* [Exercices]
**A)** D'après la déclaration, à quelle date le projet de loi n° 28 a-t-il été déposé ?
**B)** Recopiez tout ce qui va de « Tout d'abord, quelques » jusqu'à « donc mai-juin, usuellement. » dans la déclaration, en remplaçant « ministre des Finances » par « ministre de l'Économie ».

* [Document source]
※ ※ ※

(Quinze heures vingt-six minutes)
Mme
Maltais
:
Alors, bonjour. Nous avons appris que le gouvernement prépare un bâillon sur le
projet de loi n° 28 et, pour se justifier, nous croyons qu'il entretient
la confusion sur ce type de projet de loi habituel que sont les projets de loi
pour adopter les mesures budgétaires.
Tout d'abord, quelques repères historiques
sur les projets de loi qui donnent suite au budget. Il y a une habitude ici.
Ces projets de loi, en général, sont déposés de cinq à huit semaines après que
le ministre des Finances ait fait lecture du budget, donc mai-juin, usuellement.
Ensuite, ils comprennent habituellement entre 250 et 500 articles, mais
surtout, ils ne font jamais, mais au grand jamais, l'objet de consultations.
C'est la première fois que ça arrive. Et ils sont adoptés sur division; c'est
normal, les oppositions, évidemment, n'appuyant pas le budget, n'appuient pas
le dépôt… la loi qui suit le budget, mais ils sont adoptés de façon régulière,
sans qu'il y ait de grand débat ou de bâillon.
Ces données sont importantes pour ceci.
Dans le cas qui nous occupe cette année, nous attendions le dépôt du projet de
loi à la reprise des travaux en septembre dernier, considérant qu'il y avait
effectivement un nouveau gouvernement. Mais septembre était un délai amplement
suffisant pour nous préparer cette loi que nous attendions. Étrangement, ce
projet de loi a été déposé le 26 novembre, soit près de six mois plus tard,
tout juste avant la fin de la session, et, surprise, plusieurs mesures
importantes ne faisant pas partie du budget, mais alors là pas du tout, étaient
incluses dans ce projet de loi.
Depuis le dépôt même de ce projet de loi,
à la fin novembre dernier, toutes les oppositions ont condamné l'utilisation
de ce type de projet de loi mammouth. Toutes. Ensuite, pour la première fois,
on a été obligés de faire des consultations, qui ont été assez importantes. Près
de 50 groupes ont été entendus en janvier et en février. Pourquoi? Parce que ce
projet de loi contenait des choses dont personne n'avait jamais entendu parler.
Lors du débat sur le principe, la présidence de l'Assemblée nationale,
d'ailleurs, a reconnu que plusieurs principes sont contenus dans ce projet de
loi. La loi mammouth, elle a été, à toutes fins utiles, validée par la
présidence de l'Assemblée nationale.
Les mesures budgétaires représentent 223
articles. Ça, c'est assez standard. Mais la partie concernant l'augmentation
des tarifs de service de garde représente 18 articles. C'était à la ministre
Charbonneau de défendre ces mesures dans un projet de loi. D'ailleurs, elle
était récemment encore en étude sur des projets de loi qui la concernaient.
Pourquoi ces mesures n'étaient-elles pas dans sa loi?
La partie concernant la santé ne
représente que 20 articles. Ça aurait été possible au ministre Barrette de les
défendre.

※ ※ ※

[Enregistrements d'un jeu de données d'annotation]

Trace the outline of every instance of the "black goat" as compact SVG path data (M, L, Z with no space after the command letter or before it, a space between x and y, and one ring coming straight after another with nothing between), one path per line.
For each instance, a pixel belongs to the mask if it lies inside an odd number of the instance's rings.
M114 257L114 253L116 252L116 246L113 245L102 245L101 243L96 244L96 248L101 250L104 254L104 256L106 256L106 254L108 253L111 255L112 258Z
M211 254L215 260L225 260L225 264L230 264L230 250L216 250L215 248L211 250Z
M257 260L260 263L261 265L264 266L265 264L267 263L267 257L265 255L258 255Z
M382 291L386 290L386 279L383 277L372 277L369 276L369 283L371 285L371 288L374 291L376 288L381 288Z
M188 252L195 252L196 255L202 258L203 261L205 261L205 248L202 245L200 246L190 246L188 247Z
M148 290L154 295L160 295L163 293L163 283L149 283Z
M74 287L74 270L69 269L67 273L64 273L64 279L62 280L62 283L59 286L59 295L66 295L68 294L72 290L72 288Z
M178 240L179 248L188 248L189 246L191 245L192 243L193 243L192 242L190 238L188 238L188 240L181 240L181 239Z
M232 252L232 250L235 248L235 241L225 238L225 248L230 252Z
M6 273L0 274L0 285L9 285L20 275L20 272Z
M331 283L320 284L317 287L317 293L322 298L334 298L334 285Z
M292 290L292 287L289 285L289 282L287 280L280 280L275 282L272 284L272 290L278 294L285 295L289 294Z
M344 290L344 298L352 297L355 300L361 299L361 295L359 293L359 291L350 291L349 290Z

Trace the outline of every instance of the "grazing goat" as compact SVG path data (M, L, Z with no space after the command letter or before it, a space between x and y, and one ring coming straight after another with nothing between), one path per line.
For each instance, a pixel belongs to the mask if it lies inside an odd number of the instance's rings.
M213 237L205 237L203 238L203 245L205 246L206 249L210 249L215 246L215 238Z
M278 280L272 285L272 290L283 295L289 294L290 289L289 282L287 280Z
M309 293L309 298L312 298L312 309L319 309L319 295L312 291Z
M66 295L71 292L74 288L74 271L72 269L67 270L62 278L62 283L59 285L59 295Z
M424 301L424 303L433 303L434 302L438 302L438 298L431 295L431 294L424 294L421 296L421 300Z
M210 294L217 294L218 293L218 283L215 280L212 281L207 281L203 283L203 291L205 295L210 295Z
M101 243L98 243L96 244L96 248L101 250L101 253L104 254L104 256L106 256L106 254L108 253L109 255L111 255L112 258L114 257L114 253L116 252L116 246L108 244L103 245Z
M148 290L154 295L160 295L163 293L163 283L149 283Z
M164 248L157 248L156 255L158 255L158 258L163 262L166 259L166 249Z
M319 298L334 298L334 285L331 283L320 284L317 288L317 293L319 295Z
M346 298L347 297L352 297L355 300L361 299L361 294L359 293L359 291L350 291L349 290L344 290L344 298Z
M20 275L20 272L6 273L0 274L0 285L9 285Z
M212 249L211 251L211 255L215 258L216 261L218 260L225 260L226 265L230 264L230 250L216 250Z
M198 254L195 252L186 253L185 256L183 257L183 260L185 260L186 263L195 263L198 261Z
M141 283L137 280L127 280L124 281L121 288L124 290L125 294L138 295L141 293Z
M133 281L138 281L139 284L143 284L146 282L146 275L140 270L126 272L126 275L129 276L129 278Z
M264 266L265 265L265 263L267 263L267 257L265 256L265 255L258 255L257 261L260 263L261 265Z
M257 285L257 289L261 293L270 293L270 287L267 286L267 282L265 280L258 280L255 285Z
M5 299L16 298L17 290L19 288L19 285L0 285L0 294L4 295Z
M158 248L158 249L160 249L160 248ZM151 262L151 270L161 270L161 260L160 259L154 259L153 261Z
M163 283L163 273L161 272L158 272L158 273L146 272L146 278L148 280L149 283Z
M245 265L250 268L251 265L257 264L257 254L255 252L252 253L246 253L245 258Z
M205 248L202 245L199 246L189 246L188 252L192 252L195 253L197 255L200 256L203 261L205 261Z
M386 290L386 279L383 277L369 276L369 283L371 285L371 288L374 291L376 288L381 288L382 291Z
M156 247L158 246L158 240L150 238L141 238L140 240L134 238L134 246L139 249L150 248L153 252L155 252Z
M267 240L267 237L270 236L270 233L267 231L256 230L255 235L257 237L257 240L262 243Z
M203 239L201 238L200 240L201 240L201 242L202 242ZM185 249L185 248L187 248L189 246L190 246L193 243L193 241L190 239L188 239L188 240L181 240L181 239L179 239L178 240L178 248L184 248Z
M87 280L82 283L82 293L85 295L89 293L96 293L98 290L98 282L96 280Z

※ ※ ※

* [Réponses rédigées]
**A)** Le 26 novembre.

**B)**
Tout d'abord, quelques repères historiques
sur les projets de loi qui donnent suite au budget. Il y a une habitude ici.
Ces projets de loi, en général, sont déposés de cinq à huit semaines après que
le ministre de l'Économie ait fait lecture du budget, donc mai-juin, usuellement.